AIM: Please rewrite the items from the line containing "A single point marks each instance of the red tractor, shaped" through the line containing "<point>106,141</point>", changing "wheel hub" to "hub cap" and leaving everything else unchanged.

RAW DATA:
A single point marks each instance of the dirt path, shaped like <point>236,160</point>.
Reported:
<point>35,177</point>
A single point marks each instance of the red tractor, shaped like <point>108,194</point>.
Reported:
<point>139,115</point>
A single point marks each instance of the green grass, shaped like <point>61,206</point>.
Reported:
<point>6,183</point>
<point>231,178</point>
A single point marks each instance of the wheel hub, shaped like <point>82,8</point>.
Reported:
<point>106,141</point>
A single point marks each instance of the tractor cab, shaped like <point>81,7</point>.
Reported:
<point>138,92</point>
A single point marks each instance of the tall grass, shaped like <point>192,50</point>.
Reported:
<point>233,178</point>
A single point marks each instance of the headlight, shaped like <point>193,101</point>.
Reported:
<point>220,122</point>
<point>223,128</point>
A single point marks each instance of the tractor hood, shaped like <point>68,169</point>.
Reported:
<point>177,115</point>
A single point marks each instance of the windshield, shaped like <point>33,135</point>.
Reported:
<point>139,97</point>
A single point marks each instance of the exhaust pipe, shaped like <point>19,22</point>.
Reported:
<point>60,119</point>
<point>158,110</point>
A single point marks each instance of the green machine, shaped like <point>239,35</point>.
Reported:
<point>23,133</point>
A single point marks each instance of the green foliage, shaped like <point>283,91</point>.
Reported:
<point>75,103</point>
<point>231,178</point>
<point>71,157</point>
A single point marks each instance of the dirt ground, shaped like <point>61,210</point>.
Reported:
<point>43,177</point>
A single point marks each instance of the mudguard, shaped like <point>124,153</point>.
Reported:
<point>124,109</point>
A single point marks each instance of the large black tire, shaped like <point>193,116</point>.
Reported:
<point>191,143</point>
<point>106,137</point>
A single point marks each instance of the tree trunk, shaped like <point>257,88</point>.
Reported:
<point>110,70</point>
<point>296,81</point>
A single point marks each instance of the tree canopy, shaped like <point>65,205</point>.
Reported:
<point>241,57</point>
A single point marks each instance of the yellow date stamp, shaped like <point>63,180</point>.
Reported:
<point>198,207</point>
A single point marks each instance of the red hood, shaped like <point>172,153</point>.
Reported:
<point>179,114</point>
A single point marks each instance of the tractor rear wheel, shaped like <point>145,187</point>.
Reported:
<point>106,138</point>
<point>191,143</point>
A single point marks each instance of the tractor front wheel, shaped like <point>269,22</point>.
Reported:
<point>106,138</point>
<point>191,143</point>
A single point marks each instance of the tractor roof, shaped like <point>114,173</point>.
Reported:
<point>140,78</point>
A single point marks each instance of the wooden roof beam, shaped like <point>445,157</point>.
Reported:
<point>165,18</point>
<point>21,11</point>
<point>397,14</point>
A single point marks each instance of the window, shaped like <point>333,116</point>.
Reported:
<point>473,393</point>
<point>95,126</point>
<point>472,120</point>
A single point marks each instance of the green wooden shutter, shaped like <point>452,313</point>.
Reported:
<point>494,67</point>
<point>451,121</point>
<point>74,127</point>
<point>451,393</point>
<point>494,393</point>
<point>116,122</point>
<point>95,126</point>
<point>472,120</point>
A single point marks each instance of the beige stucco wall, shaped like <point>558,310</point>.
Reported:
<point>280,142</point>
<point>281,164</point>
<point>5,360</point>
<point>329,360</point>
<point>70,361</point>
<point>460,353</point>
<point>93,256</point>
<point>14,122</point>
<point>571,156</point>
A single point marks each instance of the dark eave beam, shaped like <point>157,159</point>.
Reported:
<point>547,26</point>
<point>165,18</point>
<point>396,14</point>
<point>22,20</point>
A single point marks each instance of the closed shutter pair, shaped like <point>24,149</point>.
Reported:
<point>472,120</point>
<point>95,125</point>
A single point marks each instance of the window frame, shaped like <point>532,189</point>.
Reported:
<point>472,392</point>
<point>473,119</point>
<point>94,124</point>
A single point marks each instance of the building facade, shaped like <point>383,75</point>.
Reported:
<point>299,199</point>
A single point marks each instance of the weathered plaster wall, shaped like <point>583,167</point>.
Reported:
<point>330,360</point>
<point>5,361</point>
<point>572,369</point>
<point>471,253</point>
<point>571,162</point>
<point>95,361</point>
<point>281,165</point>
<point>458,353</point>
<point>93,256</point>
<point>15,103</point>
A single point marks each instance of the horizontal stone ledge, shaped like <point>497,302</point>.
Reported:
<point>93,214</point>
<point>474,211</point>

WRITTEN ANSWER:
A single point marks each instance of the red tractor, shaped like <point>108,194</point>.
Reported:
<point>139,115</point>
A single point marks each instance of the green grass, shaped like <point>61,206</point>.
Reported:
<point>6,183</point>
<point>231,178</point>
A single point marks each instance of the hub cap, shaped like <point>82,8</point>.
Reported:
<point>106,141</point>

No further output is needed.